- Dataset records
--- --- ---
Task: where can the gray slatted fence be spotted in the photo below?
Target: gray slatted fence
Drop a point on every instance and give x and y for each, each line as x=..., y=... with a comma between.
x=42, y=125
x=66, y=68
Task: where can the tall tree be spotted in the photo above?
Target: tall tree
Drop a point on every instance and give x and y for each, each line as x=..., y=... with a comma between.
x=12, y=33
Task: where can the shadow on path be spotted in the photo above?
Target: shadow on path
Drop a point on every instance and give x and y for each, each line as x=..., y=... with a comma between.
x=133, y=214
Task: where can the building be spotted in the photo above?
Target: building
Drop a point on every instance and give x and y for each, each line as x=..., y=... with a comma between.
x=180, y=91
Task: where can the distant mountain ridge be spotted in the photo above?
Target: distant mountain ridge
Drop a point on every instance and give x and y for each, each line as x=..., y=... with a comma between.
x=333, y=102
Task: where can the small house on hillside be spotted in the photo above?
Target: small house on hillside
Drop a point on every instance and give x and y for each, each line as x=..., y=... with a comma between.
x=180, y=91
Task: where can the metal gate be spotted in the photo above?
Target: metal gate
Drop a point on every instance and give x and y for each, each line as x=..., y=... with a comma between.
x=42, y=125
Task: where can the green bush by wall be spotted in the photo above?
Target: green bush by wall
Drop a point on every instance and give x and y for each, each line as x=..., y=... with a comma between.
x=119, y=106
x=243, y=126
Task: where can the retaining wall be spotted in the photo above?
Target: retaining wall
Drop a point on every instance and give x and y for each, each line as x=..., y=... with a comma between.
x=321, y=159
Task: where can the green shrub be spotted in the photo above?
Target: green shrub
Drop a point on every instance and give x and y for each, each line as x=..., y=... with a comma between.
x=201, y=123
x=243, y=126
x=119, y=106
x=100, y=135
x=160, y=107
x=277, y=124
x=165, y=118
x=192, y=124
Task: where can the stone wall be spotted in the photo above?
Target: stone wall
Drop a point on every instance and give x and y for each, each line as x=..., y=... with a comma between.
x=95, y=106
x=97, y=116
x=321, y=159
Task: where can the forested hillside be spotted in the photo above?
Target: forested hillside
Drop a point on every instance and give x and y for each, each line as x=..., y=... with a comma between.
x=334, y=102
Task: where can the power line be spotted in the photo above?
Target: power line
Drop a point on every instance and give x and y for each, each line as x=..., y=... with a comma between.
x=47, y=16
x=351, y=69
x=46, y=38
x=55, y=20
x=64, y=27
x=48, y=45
--- --- ---
- Work instructions
Recast every line of the items above as a JSON list of strings, with one string per line and blank lines omitted.

- Response to this exercise
[
  "Task: where can the gray slatted fence be spotted in the photo below?",
  "Target: gray slatted fence",
  "Drop a point on every instance and give x and y for each, each line as x=..., y=... with a comma between.",
  "x=42, y=125",
  "x=66, y=68",
  "Task: where can the tall tree be spotted in the photo above?",
  "Target: tall tree",
  "Drop a point on every instance and give x and y for each, each line as x=..., y=... with a comma between.",
  "x=12, y=33",
  "Task: where can the shadow on path be spotted in the photo above?",
  "Target: shadow on path",
  "Drop a point on every instance and give x and y for each, each line as x=..., y=... with a comma between.",
  "x=133, y=214",
  "Task: where can the building be spotted in the photo above?",
  "Target: building",
  "Drop a point on every instance and give x and y for each, each line as x=..., y=... with a comma between.",
  "x=180, y=91",
  "Task: where can the distant mountain ridge be spotted in the photo above?",
  "Target: distant mountain ridge",
  "Drop a point on every instance and give x and y for each, each line as x=..., y=... with a comma between.",
  "x=333, y=102",
  "Task: where can the small house on hillside be spotted in the photo above?",
  "Target: small house on hillside",
  "Drop a point on every instance and give x and y for each, each line as x=..., y=... with a comma between.",
  "x=180, y=91",
  "Task: where can the metal gate be spotted in the photo above?",
  "Target: metal gate",
  "Drop a point on every instance and give x and y for each, each line as x=..., y=... with a comma between.",
  "x=42, y=125",
  "Task: where can the green bush by wall be spotted in the photo above?",
  "Target: green bush by wall",
  "Drop a point on every instance and give x and y for each, each line as x=..., y=... with a comma between.",
  "x=119, y=106",
  "x=243, y=126",
  "Task: where can the retaining wall be spotted in the photo above?",
  "Target: retaining wall",
  "Drop a point on every instance and give x and y for each, each line as x=..., y=... with a comma between.",
  "x=321, y=159",
  "Task: where can the green shrub be spotted in the photo above?",
  "Target: green shrub",
  "Drop a point on every instance and give x and y for each, each line as x=..., y=... with a comma between.",
  "x=201, y=123",
  "x=243, y=126",
  "x=119, y=106",
  "x=100, y=135",
  "x=160, y=107",
  "x=277, y=124",
  "x=165, y=118",
  "x=192, y=124",
  "Task: where can the stone wall be spotted in the photo above?",
  "Target: stone wall",
  "Drop a point on every instance and give x and y for each, each line as x=..., y=... with a comma between.",
  "x=95, y=106",
  "x=97, y=116",
  "x=321, y=159",
  "Task: where can the forested hillside be spotted in the photo above?",
  "Target: forested hillside",
  "Drop a point on every instance and give x and y for each, each line as x=..., y=... with a comma between.",
  "x=334, y=102",
  "Task: where can the power line be spotted in the photo above?",
  "Target: power line",
  "Drop a point on every instance and give x and y for each, each line as x=..., y=... with a comma between.",
  "x=47, y=16",
  "x=351, y=69",
  "x=46, y=38",
  "x=55, y=20",
  "x=64, y=27",
  "x=48, y=45"
]